-------- DATASET RECORDS
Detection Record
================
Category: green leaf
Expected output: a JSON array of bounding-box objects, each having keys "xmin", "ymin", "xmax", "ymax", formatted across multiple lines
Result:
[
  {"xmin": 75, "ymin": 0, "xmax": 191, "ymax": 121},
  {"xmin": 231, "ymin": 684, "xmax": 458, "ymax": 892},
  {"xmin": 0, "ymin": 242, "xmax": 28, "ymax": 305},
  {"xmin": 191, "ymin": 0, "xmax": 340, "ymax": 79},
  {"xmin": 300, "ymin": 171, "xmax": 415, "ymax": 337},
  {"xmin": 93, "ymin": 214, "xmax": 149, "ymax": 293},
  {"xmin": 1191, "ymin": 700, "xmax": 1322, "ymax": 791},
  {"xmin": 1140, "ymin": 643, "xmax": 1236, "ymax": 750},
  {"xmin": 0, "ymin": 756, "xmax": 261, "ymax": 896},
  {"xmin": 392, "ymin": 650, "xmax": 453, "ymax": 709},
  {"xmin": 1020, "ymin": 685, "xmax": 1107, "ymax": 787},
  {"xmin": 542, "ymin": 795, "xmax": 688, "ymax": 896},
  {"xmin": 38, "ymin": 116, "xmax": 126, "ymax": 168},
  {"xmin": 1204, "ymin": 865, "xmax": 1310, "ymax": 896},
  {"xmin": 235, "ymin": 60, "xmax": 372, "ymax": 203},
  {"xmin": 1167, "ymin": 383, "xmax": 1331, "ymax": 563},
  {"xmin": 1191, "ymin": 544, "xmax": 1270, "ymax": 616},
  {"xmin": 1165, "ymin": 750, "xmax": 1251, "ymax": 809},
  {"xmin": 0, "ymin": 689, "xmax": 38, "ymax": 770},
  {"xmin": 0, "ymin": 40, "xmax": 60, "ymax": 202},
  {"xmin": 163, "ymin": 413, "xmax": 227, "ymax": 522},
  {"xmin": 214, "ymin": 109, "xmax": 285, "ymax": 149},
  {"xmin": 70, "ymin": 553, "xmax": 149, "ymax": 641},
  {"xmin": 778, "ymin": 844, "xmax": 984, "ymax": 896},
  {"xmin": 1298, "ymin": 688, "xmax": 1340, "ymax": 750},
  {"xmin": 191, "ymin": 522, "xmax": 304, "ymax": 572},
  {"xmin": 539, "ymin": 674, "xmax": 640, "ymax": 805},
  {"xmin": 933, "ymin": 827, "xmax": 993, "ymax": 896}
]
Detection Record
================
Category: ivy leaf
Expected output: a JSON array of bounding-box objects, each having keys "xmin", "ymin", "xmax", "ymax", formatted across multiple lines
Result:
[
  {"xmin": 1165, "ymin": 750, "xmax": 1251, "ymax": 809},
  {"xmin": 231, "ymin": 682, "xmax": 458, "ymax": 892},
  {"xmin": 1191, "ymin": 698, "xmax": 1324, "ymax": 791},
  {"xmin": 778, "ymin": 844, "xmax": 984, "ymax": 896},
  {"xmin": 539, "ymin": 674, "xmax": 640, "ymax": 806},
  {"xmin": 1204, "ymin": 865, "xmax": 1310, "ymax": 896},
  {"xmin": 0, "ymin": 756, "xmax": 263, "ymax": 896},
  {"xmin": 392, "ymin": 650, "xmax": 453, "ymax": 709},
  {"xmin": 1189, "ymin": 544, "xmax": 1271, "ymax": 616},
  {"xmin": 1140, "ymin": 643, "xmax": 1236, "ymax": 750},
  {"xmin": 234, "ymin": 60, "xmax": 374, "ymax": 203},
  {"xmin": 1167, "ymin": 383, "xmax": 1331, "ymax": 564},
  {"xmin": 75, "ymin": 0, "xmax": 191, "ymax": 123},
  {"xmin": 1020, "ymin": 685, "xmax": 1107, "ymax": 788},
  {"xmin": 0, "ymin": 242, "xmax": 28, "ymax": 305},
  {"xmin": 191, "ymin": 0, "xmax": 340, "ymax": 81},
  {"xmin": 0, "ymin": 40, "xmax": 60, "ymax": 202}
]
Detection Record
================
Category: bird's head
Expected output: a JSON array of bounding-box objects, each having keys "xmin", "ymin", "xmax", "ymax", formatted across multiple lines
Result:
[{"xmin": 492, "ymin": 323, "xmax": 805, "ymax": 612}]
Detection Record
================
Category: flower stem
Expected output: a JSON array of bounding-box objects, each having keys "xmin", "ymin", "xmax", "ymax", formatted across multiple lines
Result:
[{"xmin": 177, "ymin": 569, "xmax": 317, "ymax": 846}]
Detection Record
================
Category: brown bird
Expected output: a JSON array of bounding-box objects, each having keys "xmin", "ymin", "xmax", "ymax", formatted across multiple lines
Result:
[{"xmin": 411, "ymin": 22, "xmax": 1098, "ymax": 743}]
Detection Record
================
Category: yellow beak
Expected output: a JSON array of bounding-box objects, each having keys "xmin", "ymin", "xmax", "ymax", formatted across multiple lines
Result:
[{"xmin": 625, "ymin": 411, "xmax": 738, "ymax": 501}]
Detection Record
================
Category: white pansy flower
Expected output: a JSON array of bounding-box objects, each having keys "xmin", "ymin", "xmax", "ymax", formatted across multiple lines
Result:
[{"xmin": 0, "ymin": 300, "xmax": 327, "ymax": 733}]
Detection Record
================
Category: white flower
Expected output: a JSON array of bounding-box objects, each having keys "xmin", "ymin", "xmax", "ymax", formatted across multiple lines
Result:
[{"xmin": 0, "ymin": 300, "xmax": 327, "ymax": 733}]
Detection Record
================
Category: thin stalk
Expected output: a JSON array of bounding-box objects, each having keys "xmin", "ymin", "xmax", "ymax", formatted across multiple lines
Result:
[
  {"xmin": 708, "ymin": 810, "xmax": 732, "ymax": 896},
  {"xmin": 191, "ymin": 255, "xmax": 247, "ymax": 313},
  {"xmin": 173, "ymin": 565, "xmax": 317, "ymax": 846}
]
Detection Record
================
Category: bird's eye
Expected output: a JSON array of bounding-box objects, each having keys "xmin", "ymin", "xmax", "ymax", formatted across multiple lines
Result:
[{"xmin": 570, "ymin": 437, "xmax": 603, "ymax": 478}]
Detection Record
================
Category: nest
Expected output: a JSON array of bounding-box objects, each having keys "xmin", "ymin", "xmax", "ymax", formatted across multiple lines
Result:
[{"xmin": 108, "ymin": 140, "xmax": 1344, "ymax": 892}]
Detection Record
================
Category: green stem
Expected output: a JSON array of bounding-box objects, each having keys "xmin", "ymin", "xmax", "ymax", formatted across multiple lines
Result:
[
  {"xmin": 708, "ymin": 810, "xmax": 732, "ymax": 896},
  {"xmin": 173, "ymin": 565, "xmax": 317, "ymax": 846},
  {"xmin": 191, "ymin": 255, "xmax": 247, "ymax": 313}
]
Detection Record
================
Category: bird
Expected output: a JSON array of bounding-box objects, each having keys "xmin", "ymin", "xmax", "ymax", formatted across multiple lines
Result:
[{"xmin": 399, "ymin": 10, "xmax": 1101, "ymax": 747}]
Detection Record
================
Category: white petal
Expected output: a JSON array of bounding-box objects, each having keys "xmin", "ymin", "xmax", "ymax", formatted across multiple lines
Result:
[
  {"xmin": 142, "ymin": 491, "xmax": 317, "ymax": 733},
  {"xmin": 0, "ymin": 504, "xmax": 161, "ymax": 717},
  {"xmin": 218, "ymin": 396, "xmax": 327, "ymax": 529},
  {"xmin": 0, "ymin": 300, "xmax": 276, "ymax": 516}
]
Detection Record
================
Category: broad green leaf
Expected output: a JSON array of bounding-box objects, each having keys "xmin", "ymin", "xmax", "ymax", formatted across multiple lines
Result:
----------------
### TO BE DONE
Count the lines in the records above that contain the word "leaf", and reply with the number alone.

### RESPONSE
3